▶ **Task description**:
Return the listing word for word, as given.

((

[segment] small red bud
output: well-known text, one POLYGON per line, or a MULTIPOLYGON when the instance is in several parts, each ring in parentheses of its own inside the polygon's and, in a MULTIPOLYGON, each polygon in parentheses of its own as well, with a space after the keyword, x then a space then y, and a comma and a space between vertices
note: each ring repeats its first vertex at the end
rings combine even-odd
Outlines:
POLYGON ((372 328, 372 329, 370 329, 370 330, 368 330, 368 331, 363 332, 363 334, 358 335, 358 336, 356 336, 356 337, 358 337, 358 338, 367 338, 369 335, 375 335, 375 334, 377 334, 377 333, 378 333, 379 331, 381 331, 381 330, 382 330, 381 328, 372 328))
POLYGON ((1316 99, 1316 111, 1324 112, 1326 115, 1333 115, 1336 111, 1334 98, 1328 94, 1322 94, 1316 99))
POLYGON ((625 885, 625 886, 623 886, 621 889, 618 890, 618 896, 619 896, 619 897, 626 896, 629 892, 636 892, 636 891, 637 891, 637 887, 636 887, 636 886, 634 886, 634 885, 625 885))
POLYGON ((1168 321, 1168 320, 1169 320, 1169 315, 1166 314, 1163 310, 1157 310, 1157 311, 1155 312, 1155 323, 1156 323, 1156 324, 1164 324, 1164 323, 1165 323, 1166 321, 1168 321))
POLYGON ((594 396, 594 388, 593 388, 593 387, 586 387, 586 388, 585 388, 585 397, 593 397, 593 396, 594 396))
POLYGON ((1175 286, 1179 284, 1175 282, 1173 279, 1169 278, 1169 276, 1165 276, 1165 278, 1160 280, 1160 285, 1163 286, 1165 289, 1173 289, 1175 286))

))

▶ **Solution to this exercise**:
[segment] small red bud
output: well-known text, one POLYGON per line, or a MULTIPOLYGON when the instance is in several parts, each ring in parentheses of its own inside the polygon's and, in a MULTIPOLYGON, each polygon in parentheses of its own as well, with a space after the keyword, x then a space then y, and a comma and a space between vertices
note: each ring repeats its first vertex at the end
rings combine even-odd
Outlines:
POLYGON ((372 328, 372 329, 370 329, 370 330, 368 330, 368 331, 363 332, 363 334, 358 335, 358 336, 356 336, 356 337, 358 337, 358 338, 367 338, 369 335, 375 335, 375 334, 377 334, 377 333, 378 333, 379 331, 381 331, 381 330, 382 330, 381 328, 372 328))
POLYGON ((1316 99, 1316 111, 1324 112, 1326 115, 1333 115, 1336 111, 1334 98, 1328 94, 1322 94, 1316 99))
POLYGON ((625 885, 625 886, 623 886, 621 889, 618 890, 618 896, 619 896, 619 897, 626 896, 629 892, 636 892, 636 891, 637 891, 637 887, 636 887, 636 886, 634 886, 634 885, 625 885))
POLYGON ((1168 321, 1168 320, 1169 320, 1169 315, 1166 314, 1163 310, 1157 310, 1157 311, 1155 312, 1155 323, 1156 323, 1156 324, 1164 324, 1164 323, 1165 323, 1166 321, 1168 321))
POLYGON ((594 396, 594 388, 593 388, 593 387, 586 387, 586 388, 585 388, 585 397, 593 397, 593 396, 594 396))
POLYGON ((1175 286, 1179 284, 1175 282, 1173 279, 1169 278, 1169 276, 1165 276, 1165 278, 1160 280, 1160 285, 1163 286, 1165 289, 1173 289, 1175 286))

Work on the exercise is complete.